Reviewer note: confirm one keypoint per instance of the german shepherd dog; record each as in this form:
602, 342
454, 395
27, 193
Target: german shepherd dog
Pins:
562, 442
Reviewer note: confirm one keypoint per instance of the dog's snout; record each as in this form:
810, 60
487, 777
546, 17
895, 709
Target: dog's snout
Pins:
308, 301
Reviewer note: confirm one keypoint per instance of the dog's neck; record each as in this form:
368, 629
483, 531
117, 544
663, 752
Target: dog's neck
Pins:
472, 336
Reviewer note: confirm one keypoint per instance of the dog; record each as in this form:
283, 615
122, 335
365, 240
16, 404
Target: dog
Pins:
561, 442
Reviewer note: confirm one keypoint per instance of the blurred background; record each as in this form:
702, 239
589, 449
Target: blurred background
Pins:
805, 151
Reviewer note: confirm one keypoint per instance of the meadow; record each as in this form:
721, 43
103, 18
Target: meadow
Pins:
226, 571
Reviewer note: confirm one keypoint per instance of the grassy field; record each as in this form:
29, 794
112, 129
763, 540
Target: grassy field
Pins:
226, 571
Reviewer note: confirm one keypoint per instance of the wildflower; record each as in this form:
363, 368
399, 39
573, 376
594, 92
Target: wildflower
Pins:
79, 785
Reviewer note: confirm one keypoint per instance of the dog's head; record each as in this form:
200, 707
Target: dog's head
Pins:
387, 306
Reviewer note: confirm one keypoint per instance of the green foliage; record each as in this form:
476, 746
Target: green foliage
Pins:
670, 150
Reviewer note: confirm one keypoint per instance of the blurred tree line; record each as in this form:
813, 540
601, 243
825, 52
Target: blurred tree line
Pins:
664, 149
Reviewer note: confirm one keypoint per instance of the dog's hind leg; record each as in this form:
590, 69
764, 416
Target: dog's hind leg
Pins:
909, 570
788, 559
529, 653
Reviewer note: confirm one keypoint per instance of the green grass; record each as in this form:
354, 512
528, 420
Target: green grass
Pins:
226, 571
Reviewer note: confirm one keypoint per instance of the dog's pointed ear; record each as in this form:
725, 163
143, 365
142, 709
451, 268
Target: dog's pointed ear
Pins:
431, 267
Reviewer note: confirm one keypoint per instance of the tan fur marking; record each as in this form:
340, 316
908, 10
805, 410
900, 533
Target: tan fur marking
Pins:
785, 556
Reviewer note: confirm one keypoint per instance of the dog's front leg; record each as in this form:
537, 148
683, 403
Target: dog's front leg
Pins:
----------------------------------------
### Task statement
Render each line of the entries above as a JSON list of strings, with one string per line and no blank lines.

### Exercise answer
[
  "Reviewer note: confirm one keypoint per instance of the german shepherd dog; record each as in this form:",
  "602, 342",
  "454, 395",
  "27, 193",
  "Target: german shepherd dog",
  "Pins:",
  "562, 442",
  "Reviewer note: confirm one keypoint per instance of the dog's snout; record each as in this form:",
  "810, 60",
  "487, 777",
  "546, 17",
  "895, 709",
  "Target: dog's snout",
  "Pins:",
  "308, 301",
  "Reviewer note: confirm one keypoint per instance of the dog's neck; record each as in this form:",
  "368, 629",
  "483, 531",
  "117, 544",
  "663, 752",
  "Target: dog's neck",
  "Pins:",
  "472, 336",
  "Reviewer note: confirm one keypoint per instance of the dog; record each as in this form:",
  "283, 615",
  "122, 335",
  "365, 240",
  "16, 404",
  "Target: dog",
  "Pins:",
  "561, 442",
  "Reviewer note: confirm one keypoint per instance of the blurred background; record each as in this form:",
  "702, 239",
  "589, 449",
  "Target: blurred background",
  "Pins:",
  "805, 151",
  "Reviewer note: confirm one keypoint per instance of the meadow; record each as in this form:",
  "721, 43",
  "103, 18",
  "Target: meadow",
  "Pins:",
  "226, 571",
  "Reviewer note: confirm one keypoint per instance of the grassy field; record each as in this form:",
  "29, 794",
  "112, 129",
  "763, 540",
  "Target: grassy field",
  "Pins:",
  "226, 571",
  "Reviewer note: confirm one keypoint per instance of the wildflower; record each as in this form:",
  "363, 368",
  "399, 39",
  "573, 376",
  "594, 92",
  "Target: wildflower",
  "Pins:",
  "79, 785",
  "Reviewer note: confirm one keypoint per instance of the dog's head; record each as in this form:",
  "200, 707",
  "Target: dog's head",
  "Pins:",
  "387, 306",
  "Reviewer note: confirm one keypoint per instance of the green foliage; record each as in this form:",
  "476, 746",
  "Target: green foliage",
  "Pins:",
  "670, 150",
  "Reviewer note: confirm one keypoint per instance of the blurred tree line; record each as in this form:",
  "813, 540",
  "601, 243",
  "825, 52",
  "Target: blurred tree line",
  "Pins:",
  "664, 149",
  "Reviewer note: confirm one keypoint per instance of the dog's hind leg; record each as in this form:",
  "590, 69",
  "764, 416",
  "Target: dog's hind leg",
  "Pins:",
  "909, 570",
  "788, 559",
  "529, 653",
  "Reviewer note: confirm one keypoint per instance of the green grass; record each as in this form:",
  "354, 512",
  "528, 420",
  "Target: green grass",
  "Pins:",
  "226, 571",
  "Reviewer note: confirm one keypoint per instance of the dog's pointed ear; record each as in this form:",
  "725, 163",
  "143, 365",
  "142, 709",
  "451, 268",
  "Target: dog's pointed ear",
  "Pins:",
  "431, 267",
  "Reviewer note: confirm one keypoint per instance of the tan fur marking; record each as in this form:",
  "340, 316",
  "908, 10",
  "805, 410",
  "900, 533",
  "Target: tan fur marking",
  "Pins:",
  "785, 556",
  "Reviewer note: confirm one keypoint per instance of the dog's front leg; record each as in this form:",
  "537, 148",
  "683, 403",
  "Target: dog's front leg",
  "Pins:"
]